- **Task description**: Show the lines below where "gravel" occurs.

- **Excerpted data**:
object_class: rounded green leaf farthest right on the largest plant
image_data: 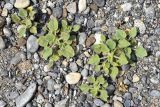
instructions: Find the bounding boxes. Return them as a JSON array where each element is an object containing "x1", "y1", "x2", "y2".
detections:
[{"x1": 136, "y1": 46, "x2": 147, "y2": 58}]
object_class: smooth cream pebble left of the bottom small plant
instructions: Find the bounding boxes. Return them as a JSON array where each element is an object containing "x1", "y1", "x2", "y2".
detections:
[{"x1": 66, "y1": 72, "x2": 81, "y2": 84}]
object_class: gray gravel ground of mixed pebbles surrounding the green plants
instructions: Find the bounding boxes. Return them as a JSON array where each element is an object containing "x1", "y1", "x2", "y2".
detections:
[{"x1": 0, "y1": 0, "x2": 160, "y2": 107}]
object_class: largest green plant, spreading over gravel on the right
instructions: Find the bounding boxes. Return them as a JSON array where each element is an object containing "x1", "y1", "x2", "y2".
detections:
[{"x1": 88, "y1": 27, "x2": 147, "y2": 80}]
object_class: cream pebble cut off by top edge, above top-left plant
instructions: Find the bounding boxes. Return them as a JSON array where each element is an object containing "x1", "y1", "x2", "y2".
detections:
[{"x1": 14, "y1": 0, "x2": 30, "y2": 8}]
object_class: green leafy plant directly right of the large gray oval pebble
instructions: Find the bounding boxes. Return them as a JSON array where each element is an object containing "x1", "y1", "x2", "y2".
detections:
[{"x1": 38, "y1": 17, "x2": 80, "y2": 64}]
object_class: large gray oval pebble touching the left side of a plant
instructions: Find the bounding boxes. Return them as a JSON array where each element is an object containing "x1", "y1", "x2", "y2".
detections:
[{"x1": 27, "y1": 35, "x2": 39, "y2": 53}]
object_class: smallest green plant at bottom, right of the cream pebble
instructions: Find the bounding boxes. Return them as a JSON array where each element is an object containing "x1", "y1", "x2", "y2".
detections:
[{"x1": 80, "y1": 75, "x2": 108, "y2": 101}]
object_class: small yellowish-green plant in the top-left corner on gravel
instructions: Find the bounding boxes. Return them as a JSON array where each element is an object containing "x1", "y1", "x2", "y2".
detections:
[{"x1": 11, "y1": 7, "x2": 37, "y2": 37}]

- **Task solution**:
object_class: gray gravel ground of mixed pebbles surrounding the green plants
object_class: largest green plant, spreading over gravel on the right
object_class: small yellowish-green plant in the top-left corner on gravel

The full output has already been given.